┌────────

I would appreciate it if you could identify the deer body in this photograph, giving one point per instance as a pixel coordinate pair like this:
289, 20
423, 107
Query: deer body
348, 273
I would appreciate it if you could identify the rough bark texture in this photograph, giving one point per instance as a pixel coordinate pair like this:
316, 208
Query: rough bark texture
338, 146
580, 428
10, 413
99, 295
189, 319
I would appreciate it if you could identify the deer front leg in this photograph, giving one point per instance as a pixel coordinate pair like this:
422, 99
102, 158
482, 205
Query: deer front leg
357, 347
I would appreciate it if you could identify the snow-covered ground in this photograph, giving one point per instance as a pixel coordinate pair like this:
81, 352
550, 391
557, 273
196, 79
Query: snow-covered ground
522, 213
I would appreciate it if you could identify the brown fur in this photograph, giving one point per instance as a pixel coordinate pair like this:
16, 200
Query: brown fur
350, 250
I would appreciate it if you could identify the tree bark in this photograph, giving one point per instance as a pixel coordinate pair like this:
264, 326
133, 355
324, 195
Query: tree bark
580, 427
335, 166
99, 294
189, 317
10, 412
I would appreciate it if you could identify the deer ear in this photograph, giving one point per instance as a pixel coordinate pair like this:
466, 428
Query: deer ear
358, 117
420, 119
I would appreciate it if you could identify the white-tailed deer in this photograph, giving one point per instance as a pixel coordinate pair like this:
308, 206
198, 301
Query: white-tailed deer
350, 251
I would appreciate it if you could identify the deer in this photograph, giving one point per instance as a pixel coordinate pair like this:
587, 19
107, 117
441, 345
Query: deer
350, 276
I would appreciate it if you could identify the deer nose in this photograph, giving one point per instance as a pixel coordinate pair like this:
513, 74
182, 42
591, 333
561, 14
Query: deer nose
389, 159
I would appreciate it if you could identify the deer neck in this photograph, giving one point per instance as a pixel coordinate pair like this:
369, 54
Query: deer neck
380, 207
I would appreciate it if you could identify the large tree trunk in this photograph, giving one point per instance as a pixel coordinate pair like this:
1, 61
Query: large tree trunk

└────────

◆ PROMPT ◆
Please give all the lines above again, replacing "pixel coordinate pair" with "pixel position" everywhere it appears and changing nothing else.

◆ EXERCISE OUTPUT ◆
I would appreciate it if you could identify the deer body in this photograph, giving one point per instance as a pixel position like this:
289, 20
423, 107
Query: deer body
348, 273
I would appreciate it if you could identify the rough bark texture in this photograph, giving one point per instance as a pixel position like this:
316, 208
Query: rough bark texture
338, 146
580, 428
10, 413
99, 295
189, 319
I would appreciate it if you could identify the deer front leg in this photograph, giving one point per instance as a pixel position like this:
422, 99
102, 158
482, 205
Query: deer front leg
357, 347
I would appreciate it if you could identify the snow-covered ground in this photograph, giving one point per instance as a pixel position like this:
81, 352
550, 391
557, 273
196, 79
Query: snow-covered ground
522, 213
I would appreciate it if you could identify the brown fur in this photograph, giving one point per instance as a pixel position like this:
16, 200
Query: brown fur
350, 250
I would appreciate it if you could identify the tree bark in this photograph, giving one point per instance as a pixel position like this:
264, 326
133, 355
324, 195
Query: tree bark
580, 427
335, 166
99, 294
189, 317
10, 412
I would appreciate it if you could identify the deer ear in this photograph, giving one point per instance as a pixel position like this:
466, 428
Query: deer ear
358, 117
420, 119
I would appreciate it if you could identify the white-tailed deer in this photograph, giving one point per instance as a pixel position like this:
308, 206
198, 301
Query: white-tailed deer
350, 251
I would appreciate it if you could identify the deer in this photograph, giving one point per instance as a pixel position like this:
587, 19
107, 117
441, 345
Query: deer
350, 276
I would appreciate it if you could identify the deer nose in this photograph, giving one point per instance as a pixel position like this:
513, 74
182, 42
591, 333
561, 14
Query: deer nose
389, 159
I would appreciate it if you could identify the deer neck in this photograph, giving one point per instance as a pixel position like this:
369, 54
Query: deer neck
380, 207
I would appreciate it if you could identify the large tree trunk in this photograph, giving one point per instance as a pixel position like this:
1, 61
Query: large tree trunk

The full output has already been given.